:: WHAT YOU WILL DO ::
a) In the library passage, what does the narrator tell the man about the origin of the name on the office door?
b) Write what comes next in the library passage, picking up after its last sentence.

:: EXCERPT PROVIDED ::
What can I do to make myself look less approachable? Should I get a big ugly nose ring? Forehead studs? A mohawk?
Nick (Nick O'Tine, we're calling him, referencing his odor) is bad enough, but today an entirely different scruffy-looking old man in a red sweatsuit with white hair and a beard was wandering around the library. A staff member wondered out loud what he was doing here. I suggested he might be preparing to hand out presents with his elves.
He lingered at the circulation desk, at the reference desk, and finally at my office door (of course). He noticed my name on my door and asked me about its origin. I told him it was my ex-husband's name and that it was possibly French Canadian. He had a lot to say about the German meanings of my last name, and after saying it all, he asked to sit down (because of his bad leg).

:: SUPPLIED INFORMATION ::
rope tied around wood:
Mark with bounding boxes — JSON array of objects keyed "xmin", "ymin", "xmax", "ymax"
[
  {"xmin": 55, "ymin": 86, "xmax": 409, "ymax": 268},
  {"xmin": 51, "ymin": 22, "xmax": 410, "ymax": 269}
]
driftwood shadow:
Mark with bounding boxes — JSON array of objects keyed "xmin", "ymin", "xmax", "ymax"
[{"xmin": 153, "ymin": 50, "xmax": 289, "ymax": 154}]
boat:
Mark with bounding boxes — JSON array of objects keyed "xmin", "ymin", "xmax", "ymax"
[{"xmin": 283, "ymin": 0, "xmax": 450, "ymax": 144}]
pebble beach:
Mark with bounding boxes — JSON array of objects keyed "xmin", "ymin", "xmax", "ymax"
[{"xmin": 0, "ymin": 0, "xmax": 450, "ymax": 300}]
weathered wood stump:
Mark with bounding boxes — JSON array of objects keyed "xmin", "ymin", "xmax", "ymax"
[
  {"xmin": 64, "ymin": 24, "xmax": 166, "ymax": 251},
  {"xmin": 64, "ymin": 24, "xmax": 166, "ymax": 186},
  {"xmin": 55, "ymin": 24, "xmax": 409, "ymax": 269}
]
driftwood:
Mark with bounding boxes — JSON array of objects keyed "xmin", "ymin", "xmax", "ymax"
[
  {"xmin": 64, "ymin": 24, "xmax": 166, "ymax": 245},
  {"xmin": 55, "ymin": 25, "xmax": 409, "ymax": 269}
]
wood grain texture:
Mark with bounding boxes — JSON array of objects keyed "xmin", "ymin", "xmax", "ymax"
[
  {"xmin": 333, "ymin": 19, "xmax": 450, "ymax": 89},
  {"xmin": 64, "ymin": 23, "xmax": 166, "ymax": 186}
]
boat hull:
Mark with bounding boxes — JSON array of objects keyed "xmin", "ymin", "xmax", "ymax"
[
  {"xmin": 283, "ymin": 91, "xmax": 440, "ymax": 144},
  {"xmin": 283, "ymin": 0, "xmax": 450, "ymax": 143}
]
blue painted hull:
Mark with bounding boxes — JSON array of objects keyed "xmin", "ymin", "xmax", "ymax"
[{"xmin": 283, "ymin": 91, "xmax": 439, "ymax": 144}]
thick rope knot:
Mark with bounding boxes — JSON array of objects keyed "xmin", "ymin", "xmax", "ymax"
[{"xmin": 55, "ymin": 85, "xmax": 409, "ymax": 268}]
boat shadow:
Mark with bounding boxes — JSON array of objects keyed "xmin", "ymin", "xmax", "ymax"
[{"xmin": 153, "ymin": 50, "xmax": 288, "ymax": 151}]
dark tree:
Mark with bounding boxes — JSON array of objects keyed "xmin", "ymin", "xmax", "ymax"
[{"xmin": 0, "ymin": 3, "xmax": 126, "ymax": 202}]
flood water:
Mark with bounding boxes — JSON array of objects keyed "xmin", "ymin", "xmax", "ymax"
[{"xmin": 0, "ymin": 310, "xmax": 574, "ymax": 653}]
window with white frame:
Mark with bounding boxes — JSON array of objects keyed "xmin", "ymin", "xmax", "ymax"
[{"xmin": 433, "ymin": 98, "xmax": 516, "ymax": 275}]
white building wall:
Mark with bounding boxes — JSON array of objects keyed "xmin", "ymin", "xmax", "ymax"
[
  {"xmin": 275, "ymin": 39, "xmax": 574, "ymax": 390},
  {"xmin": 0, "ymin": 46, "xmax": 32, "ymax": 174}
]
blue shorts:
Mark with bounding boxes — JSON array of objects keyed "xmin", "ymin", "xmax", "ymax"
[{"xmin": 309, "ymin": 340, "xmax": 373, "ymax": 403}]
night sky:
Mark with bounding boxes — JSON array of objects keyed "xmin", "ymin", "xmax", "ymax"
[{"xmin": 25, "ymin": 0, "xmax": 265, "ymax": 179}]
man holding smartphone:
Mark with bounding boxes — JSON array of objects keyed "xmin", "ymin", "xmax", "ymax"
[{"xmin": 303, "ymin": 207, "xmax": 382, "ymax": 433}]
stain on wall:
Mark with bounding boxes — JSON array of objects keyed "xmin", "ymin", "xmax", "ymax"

:: WRITTEN ANSWERS ::
a) That it was the narrator's ex-husband's name and possibly French Canadian.

b)
What he was after, apparently, were books about chiggers, lice and other skin parasites that infest humans and pets. He proceeded to tell me about the "pubic crabs" he picked up in the army, and how there was no shame in it, really, as he only got them by sitting on another infected man's bunk. I was horrified, but also trying hard not to laugh. He soon went into such startling and excruciating detail that I really thought I must be dreaming.
"I'll tell you something interesting," he said to me (he must have mistaken my stifled laughter for a yawn) "because you look like an interesting woman. You're an interesting person to look at." Oh, god. I began to type and stare at my screen. He told me about follicle mites, which live in our lashes and brows all the time, without our even noticing. Then I heard all about the dogs he raises. And about all of their parasites.
As I consulted the Internet for him ("I don't know how to run a computer"), he asked me how many times I'd been married. When I told him I preferred not to answer personal questions, he informed me that he didn't relate well to women, not even to his 87-year-old mother. He talked about the trials of being his mother's caregiver as I printed two articles from WebMD for him. I asked him if he'd like to take a walk with me to retrieve his printouts (I sent the job to the printer furthest away from my office).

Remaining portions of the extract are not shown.